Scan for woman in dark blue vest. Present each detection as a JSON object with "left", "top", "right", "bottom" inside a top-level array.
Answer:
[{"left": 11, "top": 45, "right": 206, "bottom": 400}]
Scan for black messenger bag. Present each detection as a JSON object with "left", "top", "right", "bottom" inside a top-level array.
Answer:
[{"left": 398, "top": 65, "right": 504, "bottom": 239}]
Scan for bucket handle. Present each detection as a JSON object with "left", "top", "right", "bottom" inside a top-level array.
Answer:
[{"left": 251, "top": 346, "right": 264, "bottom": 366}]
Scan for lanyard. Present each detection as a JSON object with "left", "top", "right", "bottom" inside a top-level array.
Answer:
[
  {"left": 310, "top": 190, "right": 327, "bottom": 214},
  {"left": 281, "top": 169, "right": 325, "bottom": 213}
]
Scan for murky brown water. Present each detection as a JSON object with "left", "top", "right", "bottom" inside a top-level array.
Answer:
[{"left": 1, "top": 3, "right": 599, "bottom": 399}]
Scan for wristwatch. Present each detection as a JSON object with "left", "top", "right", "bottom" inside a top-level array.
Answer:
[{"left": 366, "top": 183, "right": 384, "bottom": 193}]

########

WHAT IS EXPECTED = Reproduce each line above without any alteration.

EXERCISE ANSWER =
Scan for woman in dark blue vest. Present each detection as a JSON object with "left", "top", "right", "bottom" inside a top-level array.
Answer:
[{"left": 11, "top": 45, "right": 206, "bottom": 400}]
Scan for black messenger bag. Present each detection as a JSON object with "left", "top", "right", "bottom" inside a top-level array.
Answer:
[{"left": 398, "top": 65, "right": 504, "bottom": 239}]
Scan for bucket handle. Present each detection as a JSON object with "left", "top", "right", "bottom" inside a top-level array.
Answer:
[{"left": 251, "top": 346, "right": 264, "bottom": 366}]
Scan for lanyard. Present each detection as a JSON object with "left", "top", "right", "bottom" inside a top-level array.
Answer:
[
  {"left": 310, "top": 190, "right": 327, "bottom": 214},
  {"left": 281, "top": 169, "right": 325, "bottom": 213}
]
Scan for murky brown water. Present each detection as a JSON object with "left", "top", "right", "bottom" inside a top-level array.
Answer:
[{"left": 1, "top": 3, "right": 599, "bottom": 399}]
Scan for wristwatch. Present each detection as a JSON object with "left", "top", "right", "bottom" inside a top-level array.
Answer:
[{"left": 366, "top": 183, "right": 384, "bottom": 193}]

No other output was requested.